→ Given task
Please copy, with no changes, the part that opens with the line containing "Rules: pick out every instance of the group" and closes with the line containing "point(448, 91)", including both of those lines. Leave out every other line.

╔══

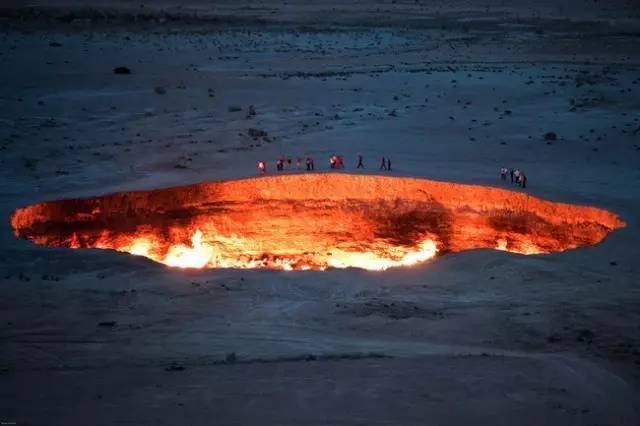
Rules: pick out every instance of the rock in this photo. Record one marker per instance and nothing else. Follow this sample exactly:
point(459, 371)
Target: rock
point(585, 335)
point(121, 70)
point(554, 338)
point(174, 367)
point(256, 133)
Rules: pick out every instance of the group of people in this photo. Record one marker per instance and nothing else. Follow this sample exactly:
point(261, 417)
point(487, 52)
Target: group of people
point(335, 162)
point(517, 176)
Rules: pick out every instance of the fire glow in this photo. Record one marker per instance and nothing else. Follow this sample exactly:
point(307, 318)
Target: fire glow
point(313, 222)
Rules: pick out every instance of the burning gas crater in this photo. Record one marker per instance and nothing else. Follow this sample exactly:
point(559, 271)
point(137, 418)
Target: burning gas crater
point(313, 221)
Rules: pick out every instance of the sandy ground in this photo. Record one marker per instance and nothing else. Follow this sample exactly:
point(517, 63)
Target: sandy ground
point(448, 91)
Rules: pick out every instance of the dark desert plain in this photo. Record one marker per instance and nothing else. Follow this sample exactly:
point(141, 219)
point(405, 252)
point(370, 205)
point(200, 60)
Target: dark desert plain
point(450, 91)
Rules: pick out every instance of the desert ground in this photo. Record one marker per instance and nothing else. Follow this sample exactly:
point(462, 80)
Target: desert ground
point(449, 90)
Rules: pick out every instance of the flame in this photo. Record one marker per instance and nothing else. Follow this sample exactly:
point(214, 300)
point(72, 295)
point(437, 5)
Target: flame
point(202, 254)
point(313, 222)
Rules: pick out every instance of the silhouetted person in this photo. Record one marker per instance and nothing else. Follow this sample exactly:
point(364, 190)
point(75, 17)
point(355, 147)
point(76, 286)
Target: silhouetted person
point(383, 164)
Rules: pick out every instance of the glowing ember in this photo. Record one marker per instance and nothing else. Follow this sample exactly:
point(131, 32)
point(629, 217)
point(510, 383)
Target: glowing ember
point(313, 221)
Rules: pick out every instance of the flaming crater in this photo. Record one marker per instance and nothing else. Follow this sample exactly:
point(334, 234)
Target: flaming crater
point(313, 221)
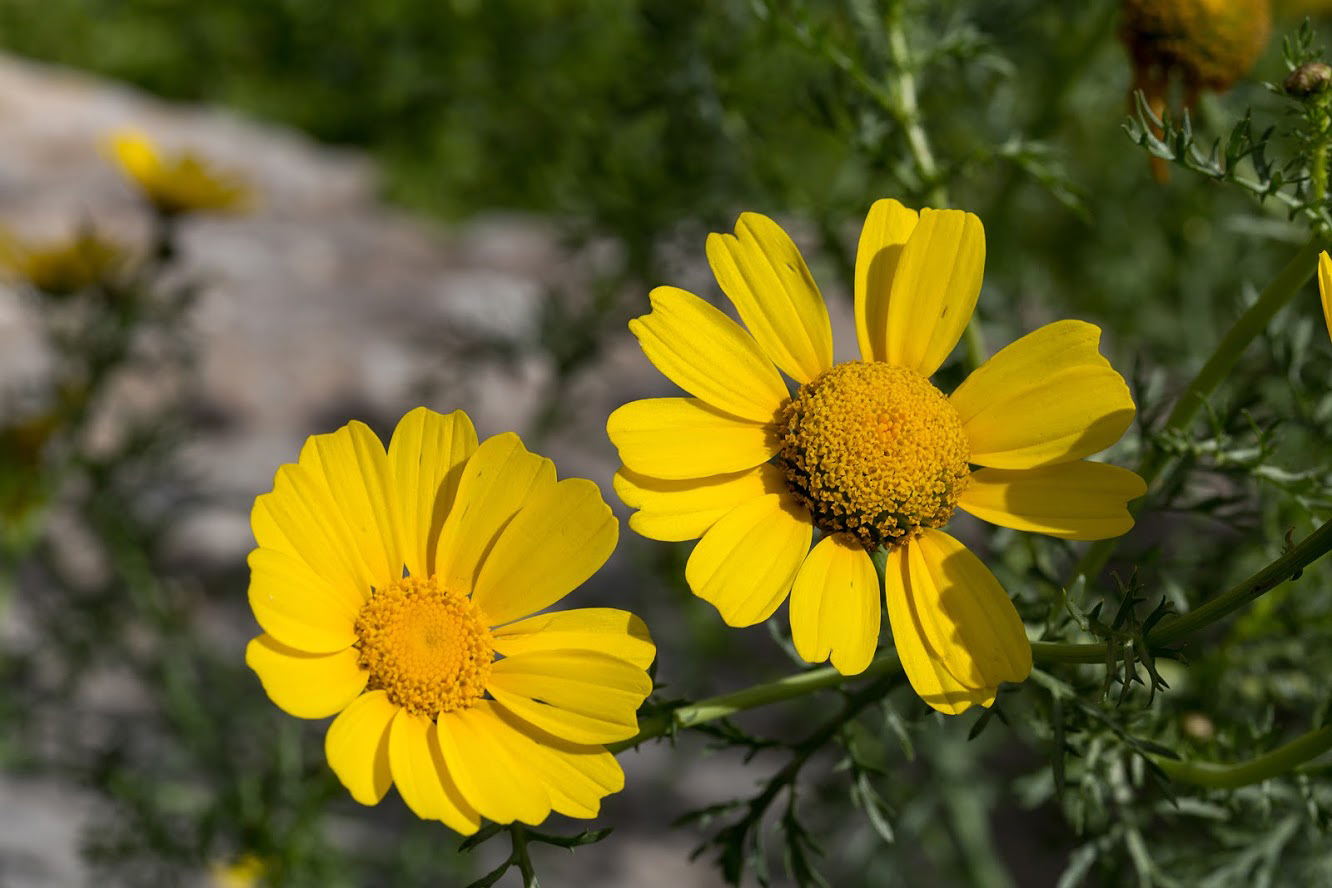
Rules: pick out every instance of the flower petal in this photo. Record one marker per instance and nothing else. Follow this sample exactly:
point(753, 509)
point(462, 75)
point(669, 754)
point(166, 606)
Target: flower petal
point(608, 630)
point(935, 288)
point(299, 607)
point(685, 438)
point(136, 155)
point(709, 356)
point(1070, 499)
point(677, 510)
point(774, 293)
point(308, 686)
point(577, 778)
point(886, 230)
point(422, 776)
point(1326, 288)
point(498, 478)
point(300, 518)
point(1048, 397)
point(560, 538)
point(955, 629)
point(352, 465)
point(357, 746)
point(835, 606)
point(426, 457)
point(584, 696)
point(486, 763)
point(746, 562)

╚══

→ Worked answer
Rules: pick out every instance of the group of people in this photo. Record one marker per instance and nothing else. Follow this sample exactly:
point(261, 417)
point(487, 52)
Target: group of people
point(335, 162)
point(517, 176)
Rules: pick out every instance of the fire glow in this photo. Record one marker per instance and nothing else. Follow this sample exactly:
point(307, 318)
Target: fire glow
point(313, 222)
Rules: pick out every instance of the burning gas crater in this photo. Record one marker per instance and nothing else. Follow this sample exactly:
point(559, 271)
point(137, 418)
Target: burning gas crater
point(313, 221)
Rules: pick out every instance of the sandy ground in this photo. Record one marker per instance and nothing else. Follow this sample exactly:
point(517, 63)
Target: sandy ground
point(448, 91)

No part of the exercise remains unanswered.